> _What is being asked_
Omit any picture, and return the remaining data exactly as written.

☆ ☆ ☆ ☆ ☆

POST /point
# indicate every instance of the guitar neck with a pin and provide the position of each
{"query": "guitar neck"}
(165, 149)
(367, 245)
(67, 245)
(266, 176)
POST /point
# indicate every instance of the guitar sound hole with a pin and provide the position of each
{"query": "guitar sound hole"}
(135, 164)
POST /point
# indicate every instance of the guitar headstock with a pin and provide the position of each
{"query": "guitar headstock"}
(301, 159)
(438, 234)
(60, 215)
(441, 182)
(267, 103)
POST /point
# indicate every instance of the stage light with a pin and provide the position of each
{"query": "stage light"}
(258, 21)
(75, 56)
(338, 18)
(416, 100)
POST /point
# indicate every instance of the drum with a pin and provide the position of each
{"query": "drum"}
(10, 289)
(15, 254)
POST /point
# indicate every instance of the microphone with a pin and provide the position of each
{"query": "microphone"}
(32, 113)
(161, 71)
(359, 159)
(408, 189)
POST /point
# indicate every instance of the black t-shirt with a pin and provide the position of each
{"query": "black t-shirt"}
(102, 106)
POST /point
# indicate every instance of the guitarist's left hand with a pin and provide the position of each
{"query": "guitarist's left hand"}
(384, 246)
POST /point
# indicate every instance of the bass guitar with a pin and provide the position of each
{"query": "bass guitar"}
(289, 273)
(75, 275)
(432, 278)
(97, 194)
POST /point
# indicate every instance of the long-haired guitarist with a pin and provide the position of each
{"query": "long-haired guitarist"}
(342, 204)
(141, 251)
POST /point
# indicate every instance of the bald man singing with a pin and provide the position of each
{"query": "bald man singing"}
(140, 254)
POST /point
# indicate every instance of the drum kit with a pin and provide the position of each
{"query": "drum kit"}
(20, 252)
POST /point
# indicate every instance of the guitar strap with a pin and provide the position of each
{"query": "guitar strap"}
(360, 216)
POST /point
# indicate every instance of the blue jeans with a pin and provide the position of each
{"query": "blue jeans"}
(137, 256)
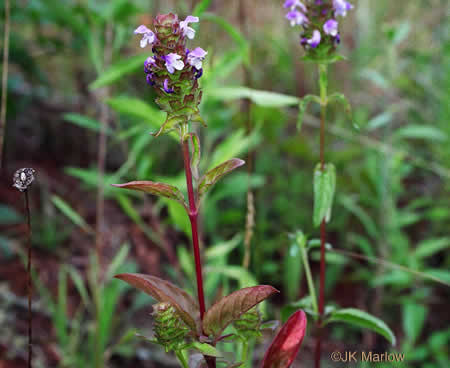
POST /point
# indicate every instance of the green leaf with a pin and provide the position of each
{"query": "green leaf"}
(214, 175)
(324, 189)
(233, 306)
(206, 349)
(201, 7)
(85, 122)
(164, 291)
(303, 105)
(138, 109)
(158, 189)
(430, 247)
(362, 319)
(67, 210)
(196, 154)
(119, 70)
(414, 131)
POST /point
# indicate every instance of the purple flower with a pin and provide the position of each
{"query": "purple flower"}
(149, 79)
(148, 35)
(341, 7)
(293, 4)
(184, 26)
(296, 18)
(173, 62)
(196, 57)
(167, 89)
(148, 64)
(198, 74)
(315, 39)
(331, 27)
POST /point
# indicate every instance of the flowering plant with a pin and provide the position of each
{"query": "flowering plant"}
(319, 37)
(182, 324)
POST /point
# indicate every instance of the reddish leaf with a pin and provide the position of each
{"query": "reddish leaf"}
(231, 307)
(286, 344)
(164, 291)
(212, 176)
(159, 189)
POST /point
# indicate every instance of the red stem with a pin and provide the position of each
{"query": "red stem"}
(29, 285)
(323, 234)
(193, 216)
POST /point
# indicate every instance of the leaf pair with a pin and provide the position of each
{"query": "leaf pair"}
(324, 189)
(217, 318)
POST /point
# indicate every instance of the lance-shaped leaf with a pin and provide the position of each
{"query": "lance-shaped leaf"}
(195, 159)
(233, 306)
(324, 188)
(362, 319)
(303, 105)
(164, 291)
(159, 189)
(212, 176)
(285, 346)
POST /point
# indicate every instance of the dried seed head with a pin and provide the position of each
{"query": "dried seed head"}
(23, 178)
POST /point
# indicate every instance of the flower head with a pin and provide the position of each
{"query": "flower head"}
(315, 39)
(188, 32)
(341, 7)
(148, 35)
(296, 18)
(293, 4)
(167, 89)
(196, 57)
(331, 27)
(173, 62)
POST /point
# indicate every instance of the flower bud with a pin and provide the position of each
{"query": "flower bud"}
(169, 329)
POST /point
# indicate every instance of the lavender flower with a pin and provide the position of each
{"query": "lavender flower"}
(341, 7)
(196, 57)
(148, 35)
(331, 27)
(296, 18)
(293, 4)
(173, 62)
(167, 89)
(184, 26)
(315, 39)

☆ ☆ ☆ ☆ ☆

> _Output for this task_
POST /point
# indicate every instance of the guitar neck with a pin and provide the position of each
{"query": "guitar neck"}
(165, 149)
(367, 245)
(67, 245)
(266, 176)
POST /point
# indicate every instance of the guitar sound hole with a pin and provide the position of each
{"query": "guitar sound hole"}
(135, 164)
POST /point
# indicate every instance of the guitar headstock with a pin and provide the position of each
{"query": "guitar headstock"}
(301, 159)
(438, 234)
(60, 215)
(441, 182)
(267, 103)
POST /point
# indicate every instance of the stage light with a pin and provide the position of each
{"query": "stage light"}
(258, 21)
(75, 56)
(338, 18)
(416, 100)
POST /point
# indicate every instance of the drum with a pin and provide the position of each
{"query": "drum"}
(10, 289)
(15, 254)
POST /point
# indicate every instance of the microphone with a pin and provide the position of each
{"query": "microphone"}
(32, 113)
(161, 71)
(359, 159)
(408, 189)
POST /point
# indicate every instance of the black t-shirt with a pin and provide the position of each
{"query": "black t-shirt"}
(102, 106)
POST /point
# indicate every instance of the guitarist's left hand with a pin and provide the position of each
{"query": "guitarist's left hand"}
(384, 246)
POST /point
# indicate every instance of the bass guitar with a pin and provide the position of each
{"query": "bass guitar"}
(289, 273)
(75, 275)
(432, 278)
(97, 194)
POST /point
# indicate every instance of the long-haired guitarist with a pin and provide the position of each
{"query": "long-haired guitarist"}
(342, 204)
(141, 251)
POST /point
# indicate every instance of the bald man singing with a pin and provide the position of each
{"query": "bald man singing"}
(140, 254)
POST /point
# indicate every instance of the drum kit with a pin and provide the position of each
{"query": "drum kit"}
(20, 252)
POST /point
# indicate every instance of the guitar strap with a pin and provide the position of each
{"query": "guitar strap"}
(360, 216)
POST /point
# indicate every instance of the blue jeans with a pin and provide the position of each
{"query": "blue jeans"}
(137, 256)
POST /point
# indicate every instance of the green leaf with a pin and provide the position of each
{"query": "green leaf"}
(214, 175)
(324, 189)
(233, 306)
(206, 349)
(201, 7)
(85, 122)
(164, 291)
(303, 105)
(138, 109)
(158, 189)
(430, 247)
(362, 319)
(67, 210)
(196, 154)
(119, 70)
(414, 131)
POST /point
# indicate every instance of the purple flower with a pin and provide the position of each
{"query": "purple flower"}
(149, 79)
(148, 35)
(341, 7)
(293, 4)
(184, 26)
(296, 18)
(173, 62)
(196, 57)
(167, 89)
(148, 64)
(198, 74)
(315, 39)
(331, 27)
POST /point
# indicate every instance of the flowering plant with a pin and provide the position of each
{"query": "flowering plant"}
(319, 37)
(182, 324)
POST /point
# indicate every instance of the reddish leaf with a pin and provide the position of each
{"query": "reddish leaf"}
(231, 307)
(286, 344)
(164, 291)
(212, 176)
(159, 189)
POST /point
# indicate every instance of the red stem with a pin and provide the position of each
{"query": "red stem"}
(29, 285)
(323, 234)
(193, 216)
POST /point
# indicate every instance of the leaf pair with a pin and provide the position of each
{"query": "leaf pair"}
(324, 189)
(217, 318)
POST /point
# indicate every instance of the lance-shaped leaf with a pin and provide the position of each
{"query": "lance-shaped leaf"}
(195, 159)
(233, 306)
(324, 188)
(362, 319)
(303, 105)
(164, 291)
(159, 189)
(212, 176)
(285, 346)
POST /point
# indicate every instance of the dried seed head with a pin and provide the position of each
{"query": "dried seed head"}
(23, 178)
POST /point
# indicate every instance of the flower head with a pin and provide the position of each
{"query": "flower head"}
(315, 39)
(188, 32)
(341, 7)
(148, 35)
(296, 18)
(293, 4)
(167, 89)
(196, 57)
(331, 27)
(173, 62)
POST /point
# indicate every instance of the flower bud with a pin and provide the position of each
{"query": "flower bud"}
(169, 329)
POST /point
# indicate every instance of the lavender flower with a pin and provide the position of each
{"query": "lavender flower"}
(341, 7)
(196, 57)
(148, 35)
(331, 27)
(296, 18)
(293, 4)
(173, 62)
(167, 89)
(184, 26)
(315, 39)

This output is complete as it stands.